**PROBLEM 1**
Answer these questions using the post about returning to church.
(a) In what kind of church was the writer raised?
(b) What did the writer teach the children?
(c) How does the writer describe the pastor and the music at the downtown church?
**PROBLEM 2**
Reproduce everything in the post about returning to church from "Sunday, February 7, 2010" down to "and doctrine influence.".

**TEXT UNDER STUDY**
-=-=-

Sunday, February 7, 2010

Journey (8)

In addition to finding a great counselor, I also went back to church. I was raised in a small Baptist church so I know my Bible and was baptized at a young age. I know religion is not for everyone but it helped me. I really consider myself more spiritual now than religious because I don’t like all the politics and doctrine influence.

My ex was raised in another Christian religion and was not interested in keeping up with it, so I let myself get out of the habit of going. When he was active duty and it was just me and girls I did get them to church so they do have that background. They are spiritual and believe in their own way. There is more to being a Christian than attending church and reading the Bible. I taught my children to be accepting of all, not to judge others, and to be open and generous to all. I hope I live Christ’s message and follow His direction every day.

In the beginning of the divorce I had no one that could give me enough comfort. Instead of blaming God for my problems and loss of my marriage, I needed to be close to God and feel His warmth. Now I was alone and could do what I wanted. I kind of liked that. I decided to go back to church. I visiting the downtown Baptist church I used to attend, listening to the pastor and hearing the music. The pastor is young and the music great.

-=-=-

**DATA SECTION**

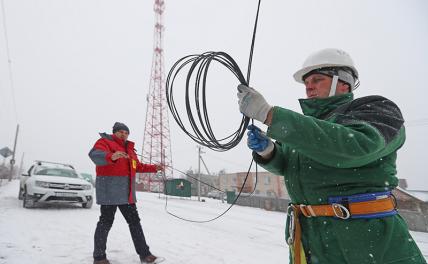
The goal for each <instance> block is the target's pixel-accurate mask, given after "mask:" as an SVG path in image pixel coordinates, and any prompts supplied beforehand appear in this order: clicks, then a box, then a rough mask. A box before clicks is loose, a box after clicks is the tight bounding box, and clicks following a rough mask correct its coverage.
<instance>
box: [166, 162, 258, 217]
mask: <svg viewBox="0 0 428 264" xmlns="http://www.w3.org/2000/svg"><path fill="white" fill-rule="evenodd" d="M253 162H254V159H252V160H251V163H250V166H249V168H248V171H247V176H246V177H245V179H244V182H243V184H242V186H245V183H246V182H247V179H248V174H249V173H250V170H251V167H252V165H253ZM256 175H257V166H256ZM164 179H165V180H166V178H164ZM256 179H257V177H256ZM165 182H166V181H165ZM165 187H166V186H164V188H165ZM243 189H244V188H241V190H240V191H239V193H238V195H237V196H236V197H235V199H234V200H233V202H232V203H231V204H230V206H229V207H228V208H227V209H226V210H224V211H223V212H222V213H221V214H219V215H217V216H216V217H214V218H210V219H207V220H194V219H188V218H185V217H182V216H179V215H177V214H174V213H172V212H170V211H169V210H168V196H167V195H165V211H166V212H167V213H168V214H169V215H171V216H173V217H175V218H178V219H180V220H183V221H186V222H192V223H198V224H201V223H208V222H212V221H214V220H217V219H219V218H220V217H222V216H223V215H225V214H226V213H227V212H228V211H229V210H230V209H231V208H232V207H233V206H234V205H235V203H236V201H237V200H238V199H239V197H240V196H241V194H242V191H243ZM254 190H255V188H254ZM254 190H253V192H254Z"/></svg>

-=-=-

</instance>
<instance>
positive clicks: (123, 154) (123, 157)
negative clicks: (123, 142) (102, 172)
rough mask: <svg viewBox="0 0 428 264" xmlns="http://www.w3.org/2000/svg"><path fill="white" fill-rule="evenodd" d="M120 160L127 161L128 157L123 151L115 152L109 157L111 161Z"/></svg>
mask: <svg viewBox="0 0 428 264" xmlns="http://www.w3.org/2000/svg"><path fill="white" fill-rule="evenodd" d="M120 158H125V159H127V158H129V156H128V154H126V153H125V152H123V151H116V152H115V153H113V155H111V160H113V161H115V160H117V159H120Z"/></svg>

-=-=-

**RESPONSE 1**
(a) A small Baptist church.
(b) To be accepting of all, not to judge others, and to be open and generous to all.
(c) The pastor is young and the music is great.

**RESPONSE 2**
Sunday, February 7, 2010

Journey (8)

In addition to finding a great counselor, I also went back to church. I was raised in a small Baptist church so I know my Bible and was baptized at a young age. I know religion is not for everyone but it helped me. I really consider myself more spiritual now than religious because I don’t like all the politics and doctrine influence.